**COMPLETE THE FOLLOWING:**
1 > Set down, word for word, everything in the tuna comments from "Tuna is one" down to "will follow suit.".
2 > Extract everything in the records from the line containing "Target: blonde hair" down to the last line of the records, both ends included, and repeat those lines unchanged.

**GIVEN PASSAGE:**
______________________________
Tuna is one of my most favorite sushi menus, so this movement is quite necessary in the long run if we want tunas never to be extinct.

3 ( +4 / -1 )

Let's hope other nations will follow suit.

Australia and NZ might complain as they mostly catch young Tuna to stock their Tuna farms.

Saw a report on telly soon and it is amazing how many non-japanede think that Japanese eat sushi, sashimi and tuna daily.

2 ( +4 / -2 )

Wow, this is an encouraging move. And a bit of a pleasant surprise. Those countries that most avail themselves of the ocean's blessings should have an active interest in protecting ocean resources and using them sustainably. Although I'm sure that many fishers will not be too happy about this, in the end they would more unhappy if the stocks disappeared completely. So, a step in the right direction.

5 ( +5 / -0 )

Its about time! Seen in sport fishing, tuna catch size and quantity drop over the years. Not scientific though an indicator.

2 ( +2 / -0 )
______________________________
**DATA SECTION:**
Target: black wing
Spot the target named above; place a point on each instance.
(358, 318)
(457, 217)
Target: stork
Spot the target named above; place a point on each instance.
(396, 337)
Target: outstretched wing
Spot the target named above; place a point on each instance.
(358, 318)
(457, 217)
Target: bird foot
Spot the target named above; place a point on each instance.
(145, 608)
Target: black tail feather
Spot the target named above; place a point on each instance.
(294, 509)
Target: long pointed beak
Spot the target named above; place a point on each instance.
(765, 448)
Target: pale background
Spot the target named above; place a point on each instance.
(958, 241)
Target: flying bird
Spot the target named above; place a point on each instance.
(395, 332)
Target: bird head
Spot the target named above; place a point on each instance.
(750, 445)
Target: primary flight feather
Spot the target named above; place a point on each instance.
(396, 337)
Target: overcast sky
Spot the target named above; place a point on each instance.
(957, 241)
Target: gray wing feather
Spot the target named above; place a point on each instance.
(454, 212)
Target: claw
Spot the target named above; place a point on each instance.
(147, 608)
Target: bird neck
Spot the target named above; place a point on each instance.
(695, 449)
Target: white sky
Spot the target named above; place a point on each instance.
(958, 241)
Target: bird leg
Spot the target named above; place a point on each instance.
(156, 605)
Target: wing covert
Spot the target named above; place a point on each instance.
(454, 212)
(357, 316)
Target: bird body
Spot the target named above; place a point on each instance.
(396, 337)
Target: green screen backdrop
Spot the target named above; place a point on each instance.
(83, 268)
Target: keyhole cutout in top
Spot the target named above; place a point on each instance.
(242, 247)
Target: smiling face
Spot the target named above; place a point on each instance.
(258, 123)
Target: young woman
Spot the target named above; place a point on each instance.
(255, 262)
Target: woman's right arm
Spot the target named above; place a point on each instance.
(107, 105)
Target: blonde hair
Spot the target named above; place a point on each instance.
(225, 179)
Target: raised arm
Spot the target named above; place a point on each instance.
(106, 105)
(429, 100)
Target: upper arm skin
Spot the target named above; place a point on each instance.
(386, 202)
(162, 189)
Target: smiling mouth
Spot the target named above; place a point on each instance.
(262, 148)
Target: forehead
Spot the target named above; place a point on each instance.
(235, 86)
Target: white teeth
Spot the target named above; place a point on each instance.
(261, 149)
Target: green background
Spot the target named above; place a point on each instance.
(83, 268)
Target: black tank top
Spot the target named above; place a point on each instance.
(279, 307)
______________________________
**LIST OF SOLUTIONS:**
1 >
Tuna is one of my most favorite sushi menus, so this movement is quite necessary in the long run if we want tunas never to be extinct.

3 ( +4 / -1 )

Let's hope other nations will follow suit.

2 >
Target: blonde hair
Spot the target named above; place a point on each instance.
(225, 179)
Target: raised arm
Spot the target named above; place a point on each instance.
(106, 105)
(429, 100)
Target: upper arm skin
Spot the target named above; place a point on each instance.
(386, 202)
(162, 189)
Target: smiling mouth
Spot the target named above; place a point on each instance.
(262, 148)
Target: forehead
Spot the target named above; place a point on each instance.
(235, 86)
Target: white teeth
Spot the target named above; place a point on each instance.
(261, 149)
Target: green background
Spot the target named above; place a point on each instance.
(83, 268)
Target: black tank top
Spot the target named above; place a point on each instance.
(279, 307)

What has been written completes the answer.